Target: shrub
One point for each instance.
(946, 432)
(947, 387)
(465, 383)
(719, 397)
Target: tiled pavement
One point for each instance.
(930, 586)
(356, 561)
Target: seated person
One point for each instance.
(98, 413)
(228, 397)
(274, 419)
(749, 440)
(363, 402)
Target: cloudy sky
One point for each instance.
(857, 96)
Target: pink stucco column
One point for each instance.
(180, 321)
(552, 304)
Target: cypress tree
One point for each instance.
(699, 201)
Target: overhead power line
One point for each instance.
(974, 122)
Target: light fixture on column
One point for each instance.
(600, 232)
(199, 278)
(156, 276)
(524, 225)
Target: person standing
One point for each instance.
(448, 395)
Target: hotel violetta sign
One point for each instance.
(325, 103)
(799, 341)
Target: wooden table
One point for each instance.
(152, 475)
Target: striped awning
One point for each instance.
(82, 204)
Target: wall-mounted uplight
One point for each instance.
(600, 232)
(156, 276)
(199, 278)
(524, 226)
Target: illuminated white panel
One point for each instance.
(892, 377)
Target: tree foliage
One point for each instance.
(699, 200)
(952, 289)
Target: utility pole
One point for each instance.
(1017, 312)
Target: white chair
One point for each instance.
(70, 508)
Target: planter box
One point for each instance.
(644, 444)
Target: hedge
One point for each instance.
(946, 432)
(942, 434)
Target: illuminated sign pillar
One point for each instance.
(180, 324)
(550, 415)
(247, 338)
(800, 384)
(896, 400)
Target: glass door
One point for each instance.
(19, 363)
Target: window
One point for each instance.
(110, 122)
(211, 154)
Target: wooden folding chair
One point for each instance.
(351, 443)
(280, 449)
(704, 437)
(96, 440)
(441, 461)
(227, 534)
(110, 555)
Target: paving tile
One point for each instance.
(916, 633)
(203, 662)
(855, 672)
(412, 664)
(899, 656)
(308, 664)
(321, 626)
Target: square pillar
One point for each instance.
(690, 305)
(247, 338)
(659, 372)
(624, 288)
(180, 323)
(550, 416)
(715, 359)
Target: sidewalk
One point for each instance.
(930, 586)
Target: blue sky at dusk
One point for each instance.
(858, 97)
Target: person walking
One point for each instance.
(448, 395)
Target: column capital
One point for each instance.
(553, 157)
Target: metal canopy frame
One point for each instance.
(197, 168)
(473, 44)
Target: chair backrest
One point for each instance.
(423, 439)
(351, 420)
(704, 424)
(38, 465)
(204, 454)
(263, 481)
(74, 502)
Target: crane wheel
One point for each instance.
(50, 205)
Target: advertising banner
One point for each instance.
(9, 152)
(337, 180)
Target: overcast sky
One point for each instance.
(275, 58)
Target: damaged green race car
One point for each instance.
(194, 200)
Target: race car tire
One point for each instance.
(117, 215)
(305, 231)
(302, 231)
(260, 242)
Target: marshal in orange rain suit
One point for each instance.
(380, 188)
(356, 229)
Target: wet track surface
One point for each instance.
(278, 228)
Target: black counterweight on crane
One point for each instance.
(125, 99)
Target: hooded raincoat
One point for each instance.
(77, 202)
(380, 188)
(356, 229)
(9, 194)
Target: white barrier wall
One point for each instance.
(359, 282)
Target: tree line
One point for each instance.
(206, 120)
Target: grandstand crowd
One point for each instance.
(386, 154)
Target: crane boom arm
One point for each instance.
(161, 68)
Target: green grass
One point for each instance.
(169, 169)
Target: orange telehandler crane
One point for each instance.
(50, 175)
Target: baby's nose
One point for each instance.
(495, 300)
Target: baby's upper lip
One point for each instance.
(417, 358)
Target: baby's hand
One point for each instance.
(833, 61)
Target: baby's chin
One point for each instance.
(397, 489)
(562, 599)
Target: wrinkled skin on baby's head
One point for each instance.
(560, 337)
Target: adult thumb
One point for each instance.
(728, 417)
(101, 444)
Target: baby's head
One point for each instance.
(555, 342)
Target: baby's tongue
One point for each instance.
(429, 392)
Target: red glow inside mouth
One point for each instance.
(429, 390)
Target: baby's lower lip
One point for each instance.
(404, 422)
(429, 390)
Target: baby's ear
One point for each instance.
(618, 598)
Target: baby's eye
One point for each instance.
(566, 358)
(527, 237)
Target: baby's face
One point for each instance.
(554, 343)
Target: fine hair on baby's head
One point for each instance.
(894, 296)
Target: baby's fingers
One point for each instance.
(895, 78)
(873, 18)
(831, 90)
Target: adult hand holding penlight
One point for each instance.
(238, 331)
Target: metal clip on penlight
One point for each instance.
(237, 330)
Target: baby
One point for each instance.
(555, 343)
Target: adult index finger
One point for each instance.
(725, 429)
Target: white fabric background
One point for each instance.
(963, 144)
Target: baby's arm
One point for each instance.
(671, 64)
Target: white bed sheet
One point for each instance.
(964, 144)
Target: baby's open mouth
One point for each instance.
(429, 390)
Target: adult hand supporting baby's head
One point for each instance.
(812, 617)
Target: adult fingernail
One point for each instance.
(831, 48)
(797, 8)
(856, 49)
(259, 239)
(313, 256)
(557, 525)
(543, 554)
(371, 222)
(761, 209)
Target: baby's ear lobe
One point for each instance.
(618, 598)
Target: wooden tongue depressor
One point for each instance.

= = = = = = =

What is being asked
Render every line of the listing above as a JSON list of strings, one string per line, leaving out any blank lines.

Result
[
  "Target: shrub",
  "One point for each instance.",
  "(946, 432)",
  "(947, 387)",
  "(465, 383)",
  "(719, 397)",
  "Target: tiled pavement",
  "One point for each instance.",
  "(930, 586)",
  "(356, 561)",
  "Target: seated person",
  "One point for each instance.",
  "(98, 413)",
  "(228, 397)",
  "(274, 419)",
  "(749, 440)",
  "(363, 402)",
  "Target: cloudy sky",
  "One point for each instance.",
  "(857, 96)",
  "Target: pink stucco column",
  "One point for each instance.",
  "(180, 321)",
  "(552, 304)",
  "Target: cypress tree",
  "One point for each instance.",
  "(699, 201)",
  "Target: overhead power line",
  "One point for each instance.",
  "(974, 122)",
  "Target: light fixture on column",
  "One point for each instance.",
  "(600, 232)",
  "(199, 278)",
  "(156, 276)",
  "(524, 225)",
  "Target: person standing",
  "One point for each instance.",
  "(448, 395)",
  "Target: hotel violetta sign",
  "One point for each instance.",
  "(325, 103)",
  "(799, 341)",
  "Target: wooden table",
  "One point for each instance.",
  "(152, 475)",
  "Target: striped awning",
  "One point for each instance.",
  "(82, 204)",
  "Target: wall-mounted uplight",
  "One point for each instance.",
  "(600, 232)",
  "(156, 276)",
  "(199, 278)",
  "(524, 226)",
  "Target: illuminated white panel",
  "One point for each instance.",
  "(892, 377)",
  "Target: tree foliage",
  "One point for each instance.",
  "(699, 200)",
  "(952, 289)",
  "Target: utility pole",
  "One point for each instance.",
  "(1017, 312)",
  "Target: white chair",
  "One point for each instance.",
  "(70, 508)",
  "Target: planter box",
  "One point for each instance.",
  "(644, 444)",
  "Target: hedge",
  "One point for each instance.",
  "(946, 432)",
  "(942, 434)",
  "Target: illuminated sign pillar",
  "One point for each instance.",
  "(180, 324)",
  "(550, 415)",
  "(247, 338)",
  "(800, 384)",
  "(896, 400)",
  "Target: glass door",
  "One point for each instance.",
  "(19, 363)",
  "Target: window",
  "One point for each instance.",
  "(110, 122)",
  "(211, 154)",
  "Target: wooden folding chair",
  "One point for each instance.",
  "(351, 443)",
  "(280, 449)",
  "(704, 437)",
  "(96, 440)",
  "(441, 461)",
  "(227, 534)",
  "(110, 555)",
  "Target: paving tile",
  "One point for each instance.",
  "(916, 633)",
  "(203, 662)",
  "(855, 672)",
  "(412, 664)",
  "(899, 656)",
  "(308, 664)",
  "(321, 626)",
  "Target: square pillar",
  "One point for each instance.",
  "(690, 305)",
  "(247, 338)",
  "(659, 372)",
  "(624, 288)",
  "(180, 323)",
  "(550, 416)",
  "(715, 359)",
  "Target: sidewalk",
  "One point for each instance.",
  "(930, 586)",
  "Target: blue sky at dusk",
  "One point for each instance.",
  "(858, 97)",
  "Target: person walking",
  "One point for each instance.",
  "(448, 395)",
  "Target: column capital",
  "One point for each instance.",
  "(553, 157)",
  "Target: metal canopy frame",
  "One point for each instance.",
  "(197, 168)",
  "(473, 44)",
  "Target: chair backrest",
  "One point for each instance.",
  "(423, 439)",
  "(351, 420)",
  "(704, 424)",
  "(38, 465)",
  "(204, 454)",
  "(263, 481)",
  "(74, 502)",
  "Target: crane wheel",
  "One point for each instance.",
  "(50, 205)",
  "Target: advertising banner",
  "One point for each instance.",
  "(9, 152)",
  "(337, 180)",
  "Target: overcast sky",
  "One point for each instance.",
  "(275, 58)",
  "Target: damaged green race car",
  "One point for each instance.",
  "(194, 200)",
  "Target: race car tire",
  "One point for each instance.",
  "(117, 215)",
  "(305, 231)",
  "(302, 231)",
  "(260, 242)",
  "Target: marshal in orange rain suit",
  "One point for each instance.",
  "(380, 188)",
  "(356, 229)",
  "Target: wet track surface",
  "One point for each instance.",
  "(278, 228)",
  "Target: black counterweight on crane",
  "One point for each instance.",
  "(125, 99)",
  "Target: hooded raincoat",
  "One point for each instance.",
  "(77, 202)",
  "(380, 188)",
  "(356, 229)",
  "(9, 194)",
  "Target: white barrier wall",
  "One point for each instance.",
  "(359, 282)",
  "Target: tree line",
  "One point for each instance.",
  "(206, 120)",
  "Target: grandstand crowd",
  "One point for each instance.",
  "(386, 154)",
  "Target: crane boom arm",
  "One point for each instance.",
  "(161, 68)",
  "Target: green grass",
  "One point for each instance.",
  "(169, 169)",
  "Target: orange telehandler crane",
  "One point for each instance.",
  "(50, 175)",
  "Target: baby's nose",
  "One point for each instance.",
  "(495, 300)",
  "Target: baby's upper lip",
  "One point for each instance.",
  "(417, 358)",
  "Target: baby's hand",
  "One point for each instance.",
  "(833, 61)",
  "Target: baby's chin",
  "One point for each instance.",
  "(397, 489)",
  "(562, 599)",
  "Target: wrinkled skin on baby's head",
  "One point for each instance.",
  "(560, 337)",
  "Target: adult thumb",
  "One point for each instance.",
  "(728, 417)",
  "(101, 444)",
  "Target: baby's head",
  "One point for each instance.",
  "(555, 342)",
  "Target: baby's tongue",
  "One point for each instance.",
  "(429, 392)",
  "Target: red glow inside mouth",
  "One point for each instance.",
  "(429, 390)",
  "Target: baby's lower lip",
  "One point for each instance.",
  "(404, 422)",
  "(429, 390)",
  "Target: baby's ear",
  "One point for each instance.",
  "(618, 598)",
  "Target: baby's eye",
  "One point for each instance.",
  "(566, 358)",
  "(527, 237)",
  "Target: baby's face",
  "One point for each instance.",
  "(554, 343)",
  "Target: fine hair on baby's head",
  "One point for each instance.",
  "(894, 296)",
  "Target: baby's fingers",
  "One point for each instance.",
  "(895, 78)",
  "(873, 18)",
  "(831, 90)",
  "Target: adult hand holding penlight",
  "One point for each instance.",
  "(238, 331)",
  "Target: metal clip on penlight",
  "One point for each instance.",
  "(237, 330)",
  "Target: baby",
  "One point for each instance.",
  "(555, 343)",
  "Target: adult index finger",
  "One point for each instance.",
  "(725, 429)",
  "Target: white fabric background",
  "One point for each instance.",
  "(963, 144)",
  "Target: baby's arm",
  "One point for each instance.",
  "(671, 64)",
  "Target: white bed sheet",
  "One point for each instance.",
  "(964, 144)",
  "Target: baby's open mouth",
  "One point for each instance.",
  "(429, 390)",
  "Target: adult hand supporting baby's head",
  "One point for each instance.",
  "(812, 617)",
  "Target: adult fingernail",
  "One point for each instance.",
  "(831, 48)",
  "(797, 8)",
  "(856, 49)",
  "(259, 239)",
  "(313, 256)",
  "(557, 525)",
  "(543, 554)",
  "(371, 222)",
  "(761, 209)",
  "Target: baby's ear lobe",
  "One point for each instance.",
  "(618, 598)",
  "Target: wooden tongue depressor",
  "One point for each instance."
]